(Objectif visé 1): Dans l'éditorial sur l'accès aux clochers, relevez les raisons avancées pour ne pas venir enregistrer les cloches lors d'une messe.
(Objectif visé 2): Dénombrez les lignes des enregistrements où figure la chaîne « black », en tenant compte de la casse, et indiquez seulement ce nombre.

(Extrait du texte):
───

L’accès aux clochers, le parcours du combattant ?

L’édito de Quasimodo

On me pose souvent la question : « est-il aisé d’obtenir l’accès à un clocher? ». Je répondrais que cela dépend grandement des régions. Si je prends l’exemple du charmant pays de Fribourg (CH) que j’ai le plaisir d’habiter, je dirais que non seulement toutes les églises sont ouvertes en journée, mais aussi que certains clochers semblent eux aussi attendre avec impatience que des curieux daignent gravir les quelques marches obscures et poussiéreuses qui s’offrent à eux. Privilège non négligeable pour le passionné que je suis, puisqu’il me permet d’effectuer quelques relevés avant de passer à la seconde étape: demander une autorisation pour une sonnerie spéciale destinée à être immortalisée. « Pourquoi ne pas venir lors d’une messe? » m’est-il parfois demandé par les autorités paroissiales. Je me vois alors contraint d’expliquer que l’accès par la tribune de l’orgue (la plupart des clochers de ma région sont des clochers-porche) risquerait de troubler la cérémonie religieuse. De plus, les sacristains ont souvent l’habitude de démarrer toutes les cloches en même temps, ce qui est tout sauf idéal pour les apprécier à leur juste valeur. Dernier argument enfin: la cloche de l’Agonie. Cette coutume, très répandue dans la région fribourgeoise, consiste à garder la plus petite cloche pour l’annonce d’un décès au sein de la communauté, quand bien même ladite cloche est très souvent parfaitement accordée avec ses grandes sœurs. Toutes ces raisons font que je préfère largement la formule de la sonnerie spéciale, pour laquelle il est possible de bien spécifier le type de séquence désiré. Quand bien même on me ferait valoir qu’une sonnerie sans motif valable risquerait de perturber les riverains, je suggèrerais au président de paroisse de placarder une note à la vue de tous, mentionnant que tel et tel jour, à telle et telle heure, il sera procédé à un enregistrement des cloches, afin que la sonnerie soit visible et audible par les passionnés du monde entier. En règle générale, l’argument fait mouche.

Certes, il est des régions, comme la Suisse alémanique, où l’on est beaucoup strict avec les traditions. Rien ne sert dès lors d’insister. Mieux vaut tenter de trouver un arrangement: à quel moment est-il possible de monter dans le clocher et profiter d’un plénum sans déranger les paroissiens ? Se montrer conciliant contribue généralement à briser la glace. Il n’est dès lors pas rare de se voir proposer de sonner toutes les cloches, en lieu et place de la sonnerie partielle initialement prévue. Parmi les situations loufoques qu’il m’a été donné de vivre, il y a sans nul doute l’enregistrement de la sonnerie de l’église paroissiale de Beromünster (CH-LU), où l’accès au clocher se fait par une petite porte dissimulée dans le lambris sur le côté nord de la nef. Etant donné que mes camarades campanaires et moi-même étions attendus pour une autre sonnerie après celle-ci, nous ne pouvions nous permettre de demeurer dans le clocher jusqu’à l’issue de la messe. « Vous n’aurez qu’à sortir discrètement », nous a suggéré l’aimable sacristine. Nous avons donc attendu que l’orgue et les fidèles se soient lancés dans un magnifique cantique, avec la ferveur qui caractérise si bien ces habitants pieux de la Suisse centrale, pour pousser la porte le plus silencieusement possible. Ce qui n’a pas empêché celle-ci – retenue par un bouton-pression – de s’ouvrir avec fracas. Et les fidèles de nous dévisager avec courroux, et nous autres de nous éclipser la tête basse, nous disant tout bas que ce n’est pas sur ce coup-là que nous gagnerions notre place au paradis !

───

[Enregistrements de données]
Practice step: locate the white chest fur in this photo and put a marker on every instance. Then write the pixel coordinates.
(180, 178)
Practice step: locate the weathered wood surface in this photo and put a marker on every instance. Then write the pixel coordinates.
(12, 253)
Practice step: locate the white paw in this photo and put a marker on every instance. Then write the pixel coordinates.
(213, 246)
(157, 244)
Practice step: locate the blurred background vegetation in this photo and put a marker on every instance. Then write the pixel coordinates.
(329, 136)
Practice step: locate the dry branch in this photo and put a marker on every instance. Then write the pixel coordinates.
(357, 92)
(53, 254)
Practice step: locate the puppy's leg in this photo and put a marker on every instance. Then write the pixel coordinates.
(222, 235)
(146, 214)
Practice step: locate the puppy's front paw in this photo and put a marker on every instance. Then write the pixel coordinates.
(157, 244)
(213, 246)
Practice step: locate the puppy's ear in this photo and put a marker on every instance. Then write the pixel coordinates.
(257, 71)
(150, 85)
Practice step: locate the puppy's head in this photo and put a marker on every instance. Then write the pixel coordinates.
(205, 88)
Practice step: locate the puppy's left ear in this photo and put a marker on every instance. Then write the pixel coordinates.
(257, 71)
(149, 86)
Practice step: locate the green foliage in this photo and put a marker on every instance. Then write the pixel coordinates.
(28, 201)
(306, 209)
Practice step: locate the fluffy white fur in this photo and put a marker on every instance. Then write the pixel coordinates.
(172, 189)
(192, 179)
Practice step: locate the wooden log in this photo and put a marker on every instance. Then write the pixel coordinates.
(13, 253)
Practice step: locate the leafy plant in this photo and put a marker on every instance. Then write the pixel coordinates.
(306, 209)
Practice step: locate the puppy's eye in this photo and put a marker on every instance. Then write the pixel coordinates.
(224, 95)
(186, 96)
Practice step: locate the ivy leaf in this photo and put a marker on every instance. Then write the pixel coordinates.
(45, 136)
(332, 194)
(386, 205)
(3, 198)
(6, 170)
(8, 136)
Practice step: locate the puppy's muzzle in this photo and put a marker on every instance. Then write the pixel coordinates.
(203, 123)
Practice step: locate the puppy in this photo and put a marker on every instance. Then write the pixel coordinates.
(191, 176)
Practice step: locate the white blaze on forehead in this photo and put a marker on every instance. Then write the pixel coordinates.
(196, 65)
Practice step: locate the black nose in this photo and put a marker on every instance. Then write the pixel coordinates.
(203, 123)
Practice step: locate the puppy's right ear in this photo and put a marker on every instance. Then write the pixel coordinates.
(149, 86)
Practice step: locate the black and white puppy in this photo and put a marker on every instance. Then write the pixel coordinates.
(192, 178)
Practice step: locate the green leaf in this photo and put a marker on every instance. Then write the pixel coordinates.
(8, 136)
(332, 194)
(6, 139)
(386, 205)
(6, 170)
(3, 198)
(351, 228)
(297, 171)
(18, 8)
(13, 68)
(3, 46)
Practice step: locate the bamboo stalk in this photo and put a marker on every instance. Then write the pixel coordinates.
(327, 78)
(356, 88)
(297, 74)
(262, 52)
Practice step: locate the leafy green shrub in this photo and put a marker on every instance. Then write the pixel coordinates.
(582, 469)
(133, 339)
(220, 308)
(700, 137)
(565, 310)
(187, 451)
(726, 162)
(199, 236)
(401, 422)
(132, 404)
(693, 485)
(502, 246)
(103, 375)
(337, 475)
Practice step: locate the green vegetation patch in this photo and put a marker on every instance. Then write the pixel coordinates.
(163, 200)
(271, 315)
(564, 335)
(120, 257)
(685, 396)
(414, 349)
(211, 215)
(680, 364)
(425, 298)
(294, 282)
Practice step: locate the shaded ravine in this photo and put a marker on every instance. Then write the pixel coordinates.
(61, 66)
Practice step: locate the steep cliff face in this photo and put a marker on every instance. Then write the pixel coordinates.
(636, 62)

───

(Résultat 1):
- L'accès par la tribune de l'orgue risquerait de troubler la cérémonie religieuse.
- Les sacristains ont souvent l'habitude de démarrer toutes les cloches en même temps, ce qui ne permet pas de les apprécier à leur juste valeur.
- La cloche de l'Agonie, la plus petite, est gardée pour l'annonce d'un décès au sein de la communauté.

(Résultat 2): 2